PROVIDED PASSAGE:
====================

From: Abhishek Dubey <adubey@linux.ibm.com>

Ensure the dummy trampoline address field present between the OOL stub
and the long branch stub is 8-byte aligned, for memory compatibility
when content loaded to a register.

Reported-by: Hari Bathini <hbathini@linux.ibm.com>
Fixes: d243b62b7bd3 ("powerpc64/bpf: Add support for bpf trampolines")
Cc: stable@vger.kernel.org
Signed-off-by: Abhishek Dubey <adubey@linux.ibm.com>
---
 arch/powerpc/net/bpf_jit.h        |  4 ++--
 arch/powerpc/net/bpf_jit_comp.c   | 39 +++++++++++++++++++++++++++----
 arch/powerpc/net/bpf_jit_comp32.c |  4 ++--
 arch/powerpc/net/bpf_jit_comp64.c |  4 ++--
 4 files changed, 40 insertions(+), 11 deletions(-)

diff --git a/arch/powerpc/net/bpf_jit.h b/arch/powerpc/net/bpf_jit.h
index f32de8704d4d..71e6e7d01057 100644
--- a/arch/powerpc/net/bpf_jit.h
+++ b/arch/powerpc/net/bpf_jit.h
@@ -214,8 +214,8 @@ int bpf_jit_emit_func_call_rel(u32 *image, u32 *fimage, struct codegen_context *
 int bpf_jit_build_body(struct bpf_prog *fp, u32 *image, u32 *fimage, struct codegen_context *ctx,
 		       u32 *addrs, int pass, bool extra_pass);
 void bpf_jit_build_prologue(u32 *image, struct codegen_context *ctx);
-void bpf_jit_build_epilogue(u32 *image, struct codegen_context *ctx);
-void bpf_jit_build_fentry_stubs(u32 *image, struct codegen_context *ctx);
+void bpf_jit_build_epilogue(u32 *image, u32 *fimage, struct codegen_context *ctx);
+void bpf_jit_build_fentry_stubs(u32 *image, u32 *fimage, struct codegen_context *ctx);
 void bpf_jit_realloc_regs(struct codegen_context *ctx);
 int bpf_jit_emit_exit_insn(u32 *image, struct codegen_context *ctx, int tmp_reg, long exit_addr);
 void prepare_for_fsession_fentry(u32 *image, struct codegen_context *ctx, int cookie_cnt,
diff --git a/arch/powerpc/net/bpf_jit_comp.c b/arch/powerpc/net/bpf_jit_comp.c
index 6351a187ca61..a8e70a1cdb15 100644
--- a/arch/powerpc/net/bpf_jit_comp.c
+++ b/arch/powerpc/net/bpf_jit_comp.c
@@ -49,11 +49,39 @@ asm (
 "	.popsection				;"

====================

COLLECTED MATERIAL:
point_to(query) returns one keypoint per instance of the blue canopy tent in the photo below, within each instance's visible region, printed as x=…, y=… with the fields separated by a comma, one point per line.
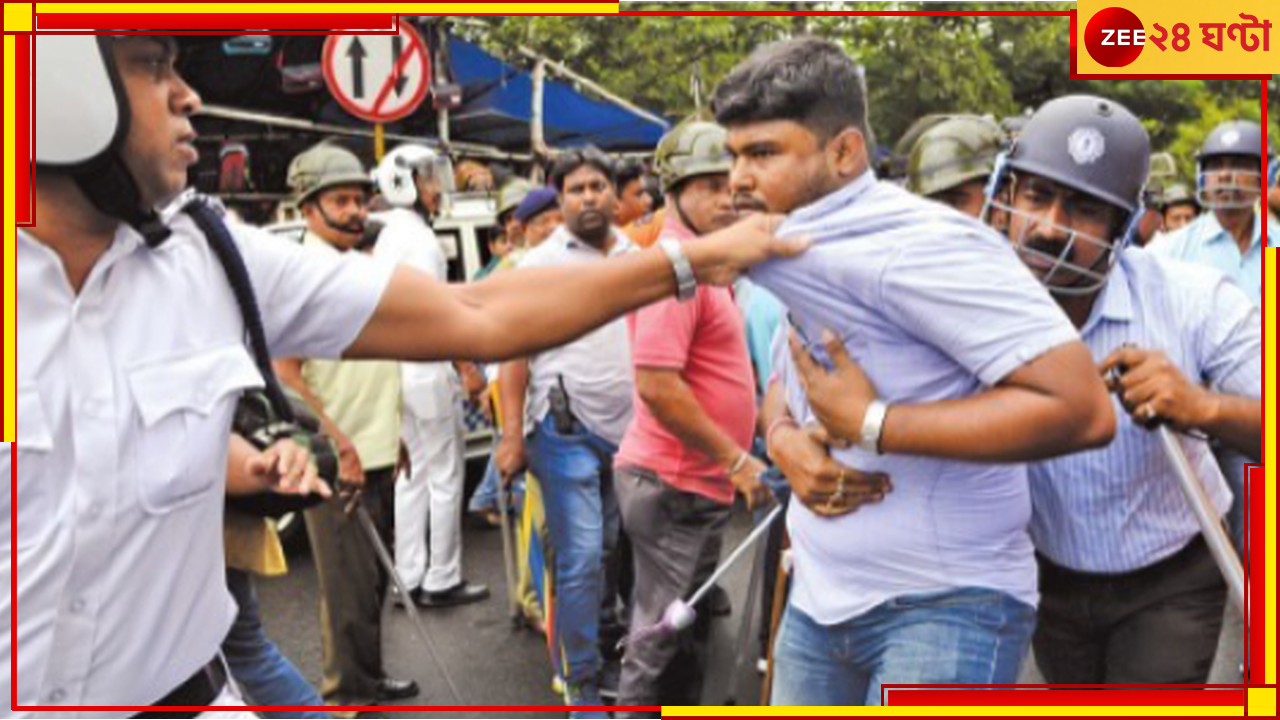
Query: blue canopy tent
x=498, y=109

====================

WRITTEN INSTRUCTION:
Answer these from the patch:
(a) Which field does the patch ensure is 8-byte aligned?
(b) Who is named as reporting the issue?
(c) How many files, insertions, and deletions does the patch summary list?

SOLUTION FOR THIS EXERCISE:
(a) The dummy trampoline address field between the OOL stub and the long branch stub.
(b) Hari Bathini.
(c) 4 files, 40 insertions, and 11 deletions.